AIM:
Answer these questions from the thread on tortoise egg incubation and fertility:
1. What hatch rates does bettinge give for this summer and for last summer?
2. In the quoted passage on fertility, what rate is given for summer eggs and what rate for winter eggs?
3. Above what temperature, according to what Fife told Tom, do split scutes typically start to appear?

DOCUMENT:
--- BEGIN ---

Something to consider.


----------



## bettinge (Feb 1, 2012)

Great Thread! I love that huge home made incubator. 

I had a 59% hatch rate this summer compared to a 78% last summer. I attributed the decline to the horible May 2011 in NY. It was wet and cold, and not optimal for tortoises outside.


----------



## bfmorris (Mar 7, 2012)

Tom said:


> I incubate at the same temps, so I think you are good there.




Just curious if you see split scutes at the 88-89 f temps you indicated you're incubating?






> One thing to consider is the time of year that the eggs are produced, fertilized and laid. I have lower fertility on clutches that are produced during hot weather. I have higher fertility on clutches that are produced during colder weather, during the winter months. My fertility rate varies a lot throughout the year. As low as 20-30 % for summer eggs, as high as 80-90% for winter eggs. I have only had two clutches with 100% fertility and both of those were laid toward the end of winter. I have heard similar stories form other keepers. My male sulcata breeds (or attempts to breed) nearly every day, btw.



Have you formulated any theory on the cold/hot weather fertility variations?
Would this report be on sulcata eggs? Are you saying your sulcata produce eggs in summer?


----------



## bfmorris (Mar 9, 2012)

:crickets chirping:


Is this an unpopular topic?


----------



## Tom (Mar 9, 2012)

bfmorris said:


> Tom said:
> 
> 
> > I incubate at the same temps, so I think you are good there.
> ...



I do not see any split scutes at those temps. Fife told me that typically you will not see split scutes until you start getting above 90. Remember that he funded and supplied eggs for a professional level lab study on this...

--- END ---

RAW DATA:

--- BEGIN ---

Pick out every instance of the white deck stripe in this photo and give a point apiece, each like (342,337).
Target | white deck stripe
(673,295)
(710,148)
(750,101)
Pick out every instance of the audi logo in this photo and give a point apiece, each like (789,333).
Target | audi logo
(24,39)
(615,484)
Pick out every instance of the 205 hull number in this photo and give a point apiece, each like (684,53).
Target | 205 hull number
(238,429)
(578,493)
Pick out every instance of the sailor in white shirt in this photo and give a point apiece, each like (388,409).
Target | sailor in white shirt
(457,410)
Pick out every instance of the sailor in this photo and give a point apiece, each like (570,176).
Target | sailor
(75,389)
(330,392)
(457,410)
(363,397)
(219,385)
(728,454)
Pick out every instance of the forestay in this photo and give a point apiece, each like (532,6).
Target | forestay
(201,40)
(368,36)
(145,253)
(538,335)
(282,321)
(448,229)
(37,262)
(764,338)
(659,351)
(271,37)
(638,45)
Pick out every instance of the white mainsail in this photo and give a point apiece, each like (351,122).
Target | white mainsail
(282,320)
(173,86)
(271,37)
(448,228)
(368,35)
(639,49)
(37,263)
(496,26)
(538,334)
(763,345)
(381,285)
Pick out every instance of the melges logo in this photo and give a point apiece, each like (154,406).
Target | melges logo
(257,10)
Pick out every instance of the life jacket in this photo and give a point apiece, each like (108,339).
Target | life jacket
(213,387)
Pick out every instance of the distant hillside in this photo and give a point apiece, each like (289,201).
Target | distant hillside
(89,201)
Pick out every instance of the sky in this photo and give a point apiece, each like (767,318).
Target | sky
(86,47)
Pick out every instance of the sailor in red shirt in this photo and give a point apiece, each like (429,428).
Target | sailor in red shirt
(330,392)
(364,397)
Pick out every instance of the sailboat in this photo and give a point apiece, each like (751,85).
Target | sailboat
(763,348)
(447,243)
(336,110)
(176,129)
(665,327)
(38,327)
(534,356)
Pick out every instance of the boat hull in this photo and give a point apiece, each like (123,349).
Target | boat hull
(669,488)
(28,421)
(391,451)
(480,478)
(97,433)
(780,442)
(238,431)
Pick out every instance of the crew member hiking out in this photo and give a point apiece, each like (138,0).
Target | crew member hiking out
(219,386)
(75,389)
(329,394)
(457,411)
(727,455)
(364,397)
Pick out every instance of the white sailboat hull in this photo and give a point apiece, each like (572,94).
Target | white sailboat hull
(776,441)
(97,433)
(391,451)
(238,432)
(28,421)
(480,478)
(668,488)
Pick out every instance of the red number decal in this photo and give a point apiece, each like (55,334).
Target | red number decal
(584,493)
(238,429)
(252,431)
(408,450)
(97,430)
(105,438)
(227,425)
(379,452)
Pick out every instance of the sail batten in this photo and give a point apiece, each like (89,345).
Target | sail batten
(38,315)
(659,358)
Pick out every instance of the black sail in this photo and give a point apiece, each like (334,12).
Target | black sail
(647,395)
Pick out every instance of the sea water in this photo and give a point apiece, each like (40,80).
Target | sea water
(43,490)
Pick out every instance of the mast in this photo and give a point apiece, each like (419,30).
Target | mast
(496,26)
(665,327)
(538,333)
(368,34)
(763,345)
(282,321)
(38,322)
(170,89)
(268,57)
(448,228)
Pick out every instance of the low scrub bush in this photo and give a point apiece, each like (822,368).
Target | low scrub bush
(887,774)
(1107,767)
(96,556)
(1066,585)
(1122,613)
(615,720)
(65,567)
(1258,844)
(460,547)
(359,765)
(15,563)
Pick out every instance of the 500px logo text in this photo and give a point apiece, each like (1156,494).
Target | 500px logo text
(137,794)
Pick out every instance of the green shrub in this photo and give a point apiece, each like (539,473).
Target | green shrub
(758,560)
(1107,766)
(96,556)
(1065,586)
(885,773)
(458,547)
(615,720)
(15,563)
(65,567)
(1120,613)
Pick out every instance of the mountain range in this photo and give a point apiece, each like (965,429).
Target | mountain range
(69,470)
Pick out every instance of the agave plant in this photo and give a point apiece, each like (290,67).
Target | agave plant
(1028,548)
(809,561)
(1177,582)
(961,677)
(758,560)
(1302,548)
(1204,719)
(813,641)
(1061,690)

--- END ---

RESULT BELOW:
1. 59% this summer and 78% last summer.
2. 20-30% for summer eggs and 80-90% for winter eggs.
3. Above 90.